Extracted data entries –
+ + + + +

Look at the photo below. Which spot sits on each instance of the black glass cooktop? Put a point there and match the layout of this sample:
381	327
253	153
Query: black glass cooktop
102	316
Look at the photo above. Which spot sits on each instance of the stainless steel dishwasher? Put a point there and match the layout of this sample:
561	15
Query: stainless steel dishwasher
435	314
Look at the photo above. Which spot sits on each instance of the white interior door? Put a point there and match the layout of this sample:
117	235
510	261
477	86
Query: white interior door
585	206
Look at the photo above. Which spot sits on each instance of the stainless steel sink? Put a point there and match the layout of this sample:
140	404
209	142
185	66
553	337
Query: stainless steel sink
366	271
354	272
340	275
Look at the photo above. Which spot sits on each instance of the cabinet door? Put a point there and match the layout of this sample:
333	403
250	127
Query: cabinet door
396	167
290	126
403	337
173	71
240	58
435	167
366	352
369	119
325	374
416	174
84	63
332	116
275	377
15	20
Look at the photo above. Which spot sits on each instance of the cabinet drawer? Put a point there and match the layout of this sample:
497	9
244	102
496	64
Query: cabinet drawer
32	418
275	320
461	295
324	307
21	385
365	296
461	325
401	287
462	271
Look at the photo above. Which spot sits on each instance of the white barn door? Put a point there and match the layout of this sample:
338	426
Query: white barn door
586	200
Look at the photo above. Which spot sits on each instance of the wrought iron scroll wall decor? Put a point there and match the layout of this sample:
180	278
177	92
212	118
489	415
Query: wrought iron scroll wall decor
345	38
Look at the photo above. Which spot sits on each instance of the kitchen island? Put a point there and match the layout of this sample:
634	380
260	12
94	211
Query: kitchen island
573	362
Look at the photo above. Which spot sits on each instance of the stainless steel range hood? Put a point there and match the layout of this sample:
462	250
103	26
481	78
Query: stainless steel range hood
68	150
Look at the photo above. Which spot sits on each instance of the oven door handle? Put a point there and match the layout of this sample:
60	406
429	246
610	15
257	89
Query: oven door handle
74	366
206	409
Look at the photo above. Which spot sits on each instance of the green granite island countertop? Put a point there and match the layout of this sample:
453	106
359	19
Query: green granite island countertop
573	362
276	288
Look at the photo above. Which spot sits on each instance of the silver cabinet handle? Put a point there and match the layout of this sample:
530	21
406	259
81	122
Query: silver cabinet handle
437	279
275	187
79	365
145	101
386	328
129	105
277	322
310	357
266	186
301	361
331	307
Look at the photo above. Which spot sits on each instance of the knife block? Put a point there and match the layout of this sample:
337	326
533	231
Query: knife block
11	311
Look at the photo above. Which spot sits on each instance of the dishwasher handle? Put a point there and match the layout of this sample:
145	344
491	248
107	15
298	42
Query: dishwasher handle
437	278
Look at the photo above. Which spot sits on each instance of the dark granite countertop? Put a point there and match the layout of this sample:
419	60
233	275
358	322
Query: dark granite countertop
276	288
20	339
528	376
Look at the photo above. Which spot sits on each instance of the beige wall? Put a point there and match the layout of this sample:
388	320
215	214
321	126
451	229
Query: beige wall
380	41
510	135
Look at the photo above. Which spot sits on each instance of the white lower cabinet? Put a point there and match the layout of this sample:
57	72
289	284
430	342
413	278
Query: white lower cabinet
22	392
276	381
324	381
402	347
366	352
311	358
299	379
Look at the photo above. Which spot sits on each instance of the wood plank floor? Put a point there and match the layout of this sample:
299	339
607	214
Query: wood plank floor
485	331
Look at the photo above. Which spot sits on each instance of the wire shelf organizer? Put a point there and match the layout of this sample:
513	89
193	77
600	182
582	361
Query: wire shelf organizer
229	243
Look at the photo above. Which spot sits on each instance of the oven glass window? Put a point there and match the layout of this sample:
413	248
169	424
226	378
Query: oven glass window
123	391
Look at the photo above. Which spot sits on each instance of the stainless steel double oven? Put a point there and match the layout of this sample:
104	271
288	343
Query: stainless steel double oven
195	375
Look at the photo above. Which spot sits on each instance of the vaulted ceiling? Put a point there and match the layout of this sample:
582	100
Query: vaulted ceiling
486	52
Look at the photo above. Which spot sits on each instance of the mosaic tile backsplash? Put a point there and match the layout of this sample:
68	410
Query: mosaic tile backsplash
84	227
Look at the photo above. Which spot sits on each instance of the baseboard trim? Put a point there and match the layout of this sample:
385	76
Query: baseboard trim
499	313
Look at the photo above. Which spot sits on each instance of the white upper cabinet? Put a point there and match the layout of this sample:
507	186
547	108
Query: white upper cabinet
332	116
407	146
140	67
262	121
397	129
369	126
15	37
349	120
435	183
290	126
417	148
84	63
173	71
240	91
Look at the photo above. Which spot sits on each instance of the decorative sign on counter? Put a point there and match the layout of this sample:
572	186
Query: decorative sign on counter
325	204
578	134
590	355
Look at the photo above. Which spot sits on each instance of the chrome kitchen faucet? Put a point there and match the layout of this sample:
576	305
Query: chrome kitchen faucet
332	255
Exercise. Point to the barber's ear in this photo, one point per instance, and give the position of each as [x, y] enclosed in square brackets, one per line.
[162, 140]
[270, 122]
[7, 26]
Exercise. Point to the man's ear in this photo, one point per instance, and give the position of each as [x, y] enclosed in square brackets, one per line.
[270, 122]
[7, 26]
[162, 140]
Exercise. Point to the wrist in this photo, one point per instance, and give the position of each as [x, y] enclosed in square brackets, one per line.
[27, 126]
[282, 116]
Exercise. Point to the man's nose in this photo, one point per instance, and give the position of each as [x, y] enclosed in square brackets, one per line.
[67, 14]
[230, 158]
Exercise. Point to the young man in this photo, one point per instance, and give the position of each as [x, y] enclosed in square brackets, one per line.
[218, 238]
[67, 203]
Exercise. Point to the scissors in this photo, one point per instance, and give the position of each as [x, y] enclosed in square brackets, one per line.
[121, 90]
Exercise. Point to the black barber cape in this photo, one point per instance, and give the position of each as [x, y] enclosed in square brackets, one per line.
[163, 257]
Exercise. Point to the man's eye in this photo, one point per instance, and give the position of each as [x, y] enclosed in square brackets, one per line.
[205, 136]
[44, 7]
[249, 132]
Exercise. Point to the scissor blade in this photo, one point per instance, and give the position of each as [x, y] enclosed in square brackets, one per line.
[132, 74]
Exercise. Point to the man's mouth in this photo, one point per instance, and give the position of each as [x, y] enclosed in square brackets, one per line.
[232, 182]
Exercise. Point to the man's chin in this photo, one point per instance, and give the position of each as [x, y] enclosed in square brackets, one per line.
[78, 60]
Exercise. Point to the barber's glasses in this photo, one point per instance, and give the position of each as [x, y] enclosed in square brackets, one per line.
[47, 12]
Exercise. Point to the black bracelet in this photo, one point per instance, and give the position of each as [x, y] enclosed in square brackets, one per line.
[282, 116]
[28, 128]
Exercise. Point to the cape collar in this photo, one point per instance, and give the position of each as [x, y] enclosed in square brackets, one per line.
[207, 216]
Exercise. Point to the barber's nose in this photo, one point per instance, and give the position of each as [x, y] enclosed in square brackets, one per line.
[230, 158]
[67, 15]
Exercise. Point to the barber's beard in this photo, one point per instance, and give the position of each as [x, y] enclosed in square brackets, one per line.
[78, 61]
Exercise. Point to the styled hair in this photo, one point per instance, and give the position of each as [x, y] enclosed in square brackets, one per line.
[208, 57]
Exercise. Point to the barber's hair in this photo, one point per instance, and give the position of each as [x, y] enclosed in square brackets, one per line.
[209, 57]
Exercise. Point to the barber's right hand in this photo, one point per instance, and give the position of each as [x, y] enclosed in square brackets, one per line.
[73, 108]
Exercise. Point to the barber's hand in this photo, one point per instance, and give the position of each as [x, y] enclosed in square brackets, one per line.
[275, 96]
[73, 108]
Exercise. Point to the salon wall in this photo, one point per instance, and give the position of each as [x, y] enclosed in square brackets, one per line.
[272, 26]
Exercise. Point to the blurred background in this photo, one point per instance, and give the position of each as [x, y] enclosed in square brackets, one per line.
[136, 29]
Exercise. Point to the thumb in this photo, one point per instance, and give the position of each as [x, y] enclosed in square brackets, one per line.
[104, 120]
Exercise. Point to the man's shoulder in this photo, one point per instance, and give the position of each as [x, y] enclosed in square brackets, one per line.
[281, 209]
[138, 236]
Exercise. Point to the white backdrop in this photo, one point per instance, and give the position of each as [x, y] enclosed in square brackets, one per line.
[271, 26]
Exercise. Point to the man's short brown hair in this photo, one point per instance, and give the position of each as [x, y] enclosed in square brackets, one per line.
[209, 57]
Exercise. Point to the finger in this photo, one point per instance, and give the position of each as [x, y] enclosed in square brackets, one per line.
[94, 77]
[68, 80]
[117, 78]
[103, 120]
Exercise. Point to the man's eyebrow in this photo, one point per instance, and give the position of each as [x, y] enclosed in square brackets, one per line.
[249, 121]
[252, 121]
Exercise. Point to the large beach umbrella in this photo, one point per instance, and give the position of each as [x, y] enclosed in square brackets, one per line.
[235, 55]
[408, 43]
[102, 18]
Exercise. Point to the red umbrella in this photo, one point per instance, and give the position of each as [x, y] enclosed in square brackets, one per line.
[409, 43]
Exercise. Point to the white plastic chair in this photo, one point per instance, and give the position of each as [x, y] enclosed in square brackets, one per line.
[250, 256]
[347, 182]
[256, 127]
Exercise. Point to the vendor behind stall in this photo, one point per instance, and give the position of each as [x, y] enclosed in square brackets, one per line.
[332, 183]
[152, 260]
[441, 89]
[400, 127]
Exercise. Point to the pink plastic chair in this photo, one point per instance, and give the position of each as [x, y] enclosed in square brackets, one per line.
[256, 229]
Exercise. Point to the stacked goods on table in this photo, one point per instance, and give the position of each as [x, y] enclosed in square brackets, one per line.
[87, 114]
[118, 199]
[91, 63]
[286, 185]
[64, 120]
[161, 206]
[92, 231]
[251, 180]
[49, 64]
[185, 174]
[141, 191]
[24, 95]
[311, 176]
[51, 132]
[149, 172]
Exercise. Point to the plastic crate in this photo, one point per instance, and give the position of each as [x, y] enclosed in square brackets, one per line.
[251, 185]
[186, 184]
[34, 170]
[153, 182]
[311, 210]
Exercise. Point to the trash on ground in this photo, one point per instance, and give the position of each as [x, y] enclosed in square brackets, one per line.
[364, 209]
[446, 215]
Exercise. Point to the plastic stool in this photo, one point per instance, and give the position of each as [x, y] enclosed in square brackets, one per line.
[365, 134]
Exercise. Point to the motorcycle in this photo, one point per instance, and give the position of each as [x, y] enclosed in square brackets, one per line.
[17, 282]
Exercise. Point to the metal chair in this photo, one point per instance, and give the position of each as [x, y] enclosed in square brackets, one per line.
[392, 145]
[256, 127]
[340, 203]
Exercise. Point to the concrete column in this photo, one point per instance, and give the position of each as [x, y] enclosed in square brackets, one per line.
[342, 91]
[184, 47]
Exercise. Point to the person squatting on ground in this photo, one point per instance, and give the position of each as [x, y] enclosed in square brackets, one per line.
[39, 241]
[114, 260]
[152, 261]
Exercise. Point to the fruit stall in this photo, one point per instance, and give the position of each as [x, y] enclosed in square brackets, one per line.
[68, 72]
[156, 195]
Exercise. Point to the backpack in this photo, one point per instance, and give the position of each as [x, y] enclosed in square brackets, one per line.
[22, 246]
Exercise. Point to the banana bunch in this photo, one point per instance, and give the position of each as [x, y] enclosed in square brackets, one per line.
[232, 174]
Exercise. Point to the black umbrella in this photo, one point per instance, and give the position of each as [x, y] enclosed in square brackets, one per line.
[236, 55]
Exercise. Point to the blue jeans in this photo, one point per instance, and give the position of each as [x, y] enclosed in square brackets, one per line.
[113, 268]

+ + + + +

WORK REQUEST –
Find "Exercise. Point to the person" in the records. Copy its line and every line after it, exactly, through the last one.

REPLY –
Exercise. Point to the person squatting on ground in this photo, one point per instance, and give the position of each as [x, y] enclosed in square brackets, one per line.
[39, 241]
[114, 260]
[152, 261]
Exercise. Point to the fruit stall in this photo, one point per instance, and give the position of each as [x, y] enclosed in square brackets, one per line.
[68, 72]
[156, 195]
Exercise. Point to the backpack in this photo, one point per instance, and give the position of each as [x, y] enclosed in square brackets, one per line.
[22, 246]
Exercise. Point to the banana bunch in this photo, one point per instance, and give the position of each as [x, y] enclosed in square brackets, one per line.
[232, 174]
Exercise. Point to the black umbrella in this photo, one point per instance, and give the position of each as [x, y] enclosed in square brackets, one per line.
[236, 55]
Exercise. Point to the blue jeans in this photo, one point per instance, and give the position of each as [x, y] enclosed in square brackets, one per line.
[113, 268]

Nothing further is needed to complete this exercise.